§ Raw records
----------

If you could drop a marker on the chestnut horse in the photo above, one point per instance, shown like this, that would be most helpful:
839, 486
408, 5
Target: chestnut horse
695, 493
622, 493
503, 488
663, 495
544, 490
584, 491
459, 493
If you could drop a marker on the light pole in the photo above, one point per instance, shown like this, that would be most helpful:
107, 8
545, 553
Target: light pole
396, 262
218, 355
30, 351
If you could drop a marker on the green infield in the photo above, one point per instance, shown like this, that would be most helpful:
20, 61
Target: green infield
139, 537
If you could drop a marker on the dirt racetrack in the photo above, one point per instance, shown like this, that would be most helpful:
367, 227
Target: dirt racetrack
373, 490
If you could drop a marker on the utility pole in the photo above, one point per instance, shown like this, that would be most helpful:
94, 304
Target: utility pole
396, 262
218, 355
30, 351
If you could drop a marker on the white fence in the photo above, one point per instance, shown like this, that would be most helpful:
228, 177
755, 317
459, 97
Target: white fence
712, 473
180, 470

----------

§ The task
Output the data above exactly, please, line for line.

§ Output for this exercise
If you could drop a marker on the chestnut horse in the photo above, one point per instance, shown like this, that would be most helpful:
839, 486
408, 5
Target: chestnut horse
695, 493
622, 493
503, 488
663, 495
544, 490
584, 491
459, 493
If you could drop a marker on the light pole in the photo above, one point per instance, shown like this, that would be most helpful:
107, 8
545, 553
Target: light pole
396, 262
218, 355
30, 351
If you could drop a marker on the green infield in the photo above, one point per instance, shown like this, that would be most helpful:
20, 61
Target: green infield
139, 537
If you could drop a marker on the dirt racetrack in the photo above, one point per instance, shown like this, that would be most helpful:
367, 227
Target: dirt racetrack
373, 490
If you could drop a marker on the utility pole in the photo above, one point per instance, shown like this, that would be most helpful:
94, 304
Target: utility pole
396, 262
218, 355
30, 351
If you could drop a marker on the white fence in the photo above, one point per instance, shown like this, that would be most helpful:
228, 177
755, 317
459, 97
Target: white fence
712, 473
180, 470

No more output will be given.